# EXERCISE DETAILS
Give the lines from the one containing "trace --target amphitheater" through the end of the rows below as a JSON list of strings, one string per line, leaving out blank lines.
* * *
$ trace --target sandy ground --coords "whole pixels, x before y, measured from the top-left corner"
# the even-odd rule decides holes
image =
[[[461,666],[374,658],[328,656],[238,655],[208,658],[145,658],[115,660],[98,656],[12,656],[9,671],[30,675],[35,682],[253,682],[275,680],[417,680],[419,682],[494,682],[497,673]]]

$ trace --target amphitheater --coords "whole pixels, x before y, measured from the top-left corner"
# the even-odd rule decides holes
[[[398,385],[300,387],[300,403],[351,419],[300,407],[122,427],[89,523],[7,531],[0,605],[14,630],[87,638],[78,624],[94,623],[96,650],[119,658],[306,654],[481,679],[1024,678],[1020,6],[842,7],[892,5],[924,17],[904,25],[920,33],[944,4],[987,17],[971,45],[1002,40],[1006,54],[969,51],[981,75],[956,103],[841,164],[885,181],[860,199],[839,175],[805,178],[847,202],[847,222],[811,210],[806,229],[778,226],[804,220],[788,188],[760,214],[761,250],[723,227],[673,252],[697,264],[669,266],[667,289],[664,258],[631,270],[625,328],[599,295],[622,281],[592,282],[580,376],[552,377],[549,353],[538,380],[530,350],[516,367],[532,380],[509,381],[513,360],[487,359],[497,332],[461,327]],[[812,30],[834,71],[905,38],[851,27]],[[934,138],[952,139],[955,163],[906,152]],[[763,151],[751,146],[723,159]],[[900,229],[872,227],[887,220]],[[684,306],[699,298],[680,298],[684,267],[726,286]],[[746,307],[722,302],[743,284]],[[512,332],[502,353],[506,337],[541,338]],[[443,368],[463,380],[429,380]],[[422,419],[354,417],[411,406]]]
* * *
# EXERCISE RESPONSE
[
  "$ trace --target amphitheater --coords \"whole pixels, x before y, measured from the top-left corner\"",
  "# the even-odd rule decides holes",
  "[[[398,385],[300,387],[300,403],[351,419],[300,407],[122,427],[89,523],[7,531],[0,605],[14,630],[87,638],[78,624],[94,623],[96,650],[119,658],[306,654],[481,679],[1024,678],[1020,6],[842,7],[892,5],[924,17],[904,25],[920,33],[944,4],[987,17],[971,45],[1002,40],[1006,54],[969,51],[981,75],[956,103],[841,164],[885,181],[860,199],[839,175],[805,178],[847,202],[847,222],[811,210],[806,229],[778,226],[804,220],[788,188],[760,214],[761,250],[723,227],[673,252],[697,264],[669,266],[667,289],[664,258],[631,270],[625,328],[599,295],[622,281],[592,282],[580,376],[552,377],[549,353],[538,380],[530,350],[516,367],[532,380],[509,381],[513,360],[487,359],[497,332],[461,327]],[[812,30],[834,71],[905,38],[851,27]],[[934,138],[952,139],[955,163],[906,152]],[[763,151],[751,146],[723,159]],[[900,229],[872,227],[887,220]],[[684,306],[699,298],[680,298],[684,267],[726,286]],[[746,307],[722,302],[743,284]],[[512,332],[502,353],[506,337],[541,338]],[[443,368],[463,380],[429,380]],[[422,419],[354,417],[411,406]]]"
]